> **Your goal**: Copy everything in the data below exactly except the pictures.

[Begin Records to use]

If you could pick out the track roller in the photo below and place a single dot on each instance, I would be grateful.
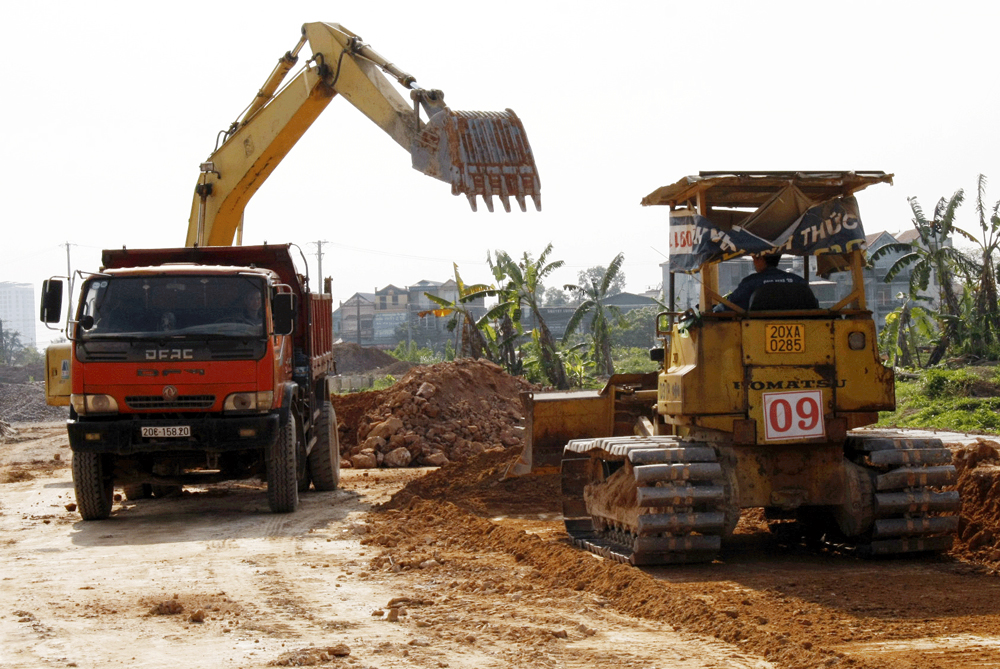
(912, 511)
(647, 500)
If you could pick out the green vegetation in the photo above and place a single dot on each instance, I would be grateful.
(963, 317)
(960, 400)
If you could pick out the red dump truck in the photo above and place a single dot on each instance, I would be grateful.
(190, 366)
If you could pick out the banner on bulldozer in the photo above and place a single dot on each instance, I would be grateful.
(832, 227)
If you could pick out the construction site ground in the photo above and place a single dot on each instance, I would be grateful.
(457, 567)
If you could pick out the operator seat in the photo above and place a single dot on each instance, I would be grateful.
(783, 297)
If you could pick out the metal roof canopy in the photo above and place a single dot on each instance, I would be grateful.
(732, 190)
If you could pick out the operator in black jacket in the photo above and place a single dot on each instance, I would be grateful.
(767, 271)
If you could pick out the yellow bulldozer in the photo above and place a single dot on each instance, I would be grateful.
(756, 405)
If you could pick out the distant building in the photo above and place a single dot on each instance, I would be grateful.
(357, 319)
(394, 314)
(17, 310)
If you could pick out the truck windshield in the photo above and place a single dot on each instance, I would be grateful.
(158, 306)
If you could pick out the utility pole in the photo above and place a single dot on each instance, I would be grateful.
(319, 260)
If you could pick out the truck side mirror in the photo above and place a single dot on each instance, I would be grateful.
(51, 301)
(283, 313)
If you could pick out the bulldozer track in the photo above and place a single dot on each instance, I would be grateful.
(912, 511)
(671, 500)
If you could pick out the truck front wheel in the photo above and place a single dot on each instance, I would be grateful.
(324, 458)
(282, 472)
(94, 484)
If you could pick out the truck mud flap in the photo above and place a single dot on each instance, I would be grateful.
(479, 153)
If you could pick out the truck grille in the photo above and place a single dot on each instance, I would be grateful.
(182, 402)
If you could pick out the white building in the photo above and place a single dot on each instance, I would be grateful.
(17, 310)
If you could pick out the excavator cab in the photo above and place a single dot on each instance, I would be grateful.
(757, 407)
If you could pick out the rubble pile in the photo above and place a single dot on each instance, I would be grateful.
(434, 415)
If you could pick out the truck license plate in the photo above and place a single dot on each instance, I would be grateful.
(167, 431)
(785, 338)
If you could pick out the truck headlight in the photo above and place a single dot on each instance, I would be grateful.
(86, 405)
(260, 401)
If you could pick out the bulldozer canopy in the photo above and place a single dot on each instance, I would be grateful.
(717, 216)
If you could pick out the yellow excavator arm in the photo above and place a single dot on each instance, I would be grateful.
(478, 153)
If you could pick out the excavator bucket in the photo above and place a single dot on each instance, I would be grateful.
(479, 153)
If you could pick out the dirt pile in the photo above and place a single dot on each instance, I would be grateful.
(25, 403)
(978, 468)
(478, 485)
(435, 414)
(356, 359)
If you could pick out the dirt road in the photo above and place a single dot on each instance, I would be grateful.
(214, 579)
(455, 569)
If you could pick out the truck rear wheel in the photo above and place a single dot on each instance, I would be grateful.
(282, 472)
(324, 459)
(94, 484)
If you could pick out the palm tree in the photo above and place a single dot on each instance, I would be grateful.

[End Records to use]

> **Answer for this exercise**:
If you could pick out the track roller in the photo below and place a single dot on each instance, I would be grateful.
(912, 511)
(647, 500)
If you could pick out the green vegetation in the photo above and place a single dot on each instance, I would be grateful.
(963, 317)
(960, 400)
If you could pick out the red dump truck in the photo above and place a single dot on each instance, I would be grateful.
(190, 366)
If you could pick out the banner on bulldozer in the photo above and place a single dot on each instance, I would be grateful.
(832, 227)
If you could pick out the construction site ground in the photo above and place a single dot on each instance, I would be grateful.
(457, 567)
If you could pick out the operator seat in the photo above and place a single dot on each instance, I would be grateful.
(783, 297)
If you could pick out the metal roof canopy in the photo above and place a single dot on each instance, I would be grateful.
(732, 190)
If you could pick out the operator in black jacket in the photo above and place a single dot on each instance, I would be grateful.
(767, 271)
If you could pick out the yellow bulldozer in the photo above and place a single dot on each instance, I would be grateful.
(756, 405)
If you could pick out the distant building in the photo above and place a single dot on each instance, I would be grateful.
(357, 319)
(394, 314)
(17, 310)
If you could pick out the truck windshield in the photo above and place a single dot on each instance, I would be grateful.
(158, 306)
If you could pick out the utility pole in the photo above and place a single dot on each instance, I would be grateful.
(319, 260)
If you could pick out the truck side mirror in the photo above and place a single dot on each instance, I would be grateful.
(51, 301)
(283, 313)
If you could pick out the bulldozer track in the photo above and place a single dot on each instance, I would be grateful.
(912, 511)
(671, 500)
If you could pick out the truck front wheel in the photo above and place a single dot on each instance, I would be grateful.
(324, 458)
(282, 472)
(94, 484)
If you could pick out the truck mud flap in the photo above and place a single dot on each instance, I would be grateful.
(479, 153)
If you could pick out the truck grille in the photo above and place a single dot on each instance, I would be grateful.
(182, 402)
If you could pick out the white building in the photo above and place a single dot on each instance, I would be grateful.
(17, 310)
If you could pick out the excavator cab in the photo above and place a single dot on each instance, I would be grateful.
(757, 407)
If you could pick out the rubble pile in the photo above and place a single dot on each instance, I would be grateful.
(434, 415)
If you could pick out the truck license plate in the photo above and place a single dot on each instance, I would be grateful.
(167, 431)
(785, 338)
If you could pick out the truck headlight in the photo above and place a single dot on each instance, I would be grateful.
(86, 405)
(260, 401)
If you could pick out the bulldozer canopy in the photo above and place a single dot on each instance, I would be grateful.
(717, 216)
If you could pick out the yellow excavator arm in the photo above and place a single dot on each instance, I would be grateful.
(478, 153)
If you could pick out the excavator bucket in the photo above and place a single dot on each instance, I would be grateful.
(479, 153)
If you could pick out the dirt pile in the photo above and place a single dot on each instance, I would be grateful.
(25, 403)
(978, 468)
(478, 485)
(435, 414)
(356, 359)
If you could pick out the dirt road in the photo above and place a single dot on each instance, I would be grateful.
(214, 579)
(455, 569)
If you could pick out the truck rear wheel in the photo above and place a single dot on each instance, I would be grateful.
(282, 472)
(324, 459)
(94, 484)
If you could pick out the palm tree in the photo above and place a single dot on each instance, I would be grateful.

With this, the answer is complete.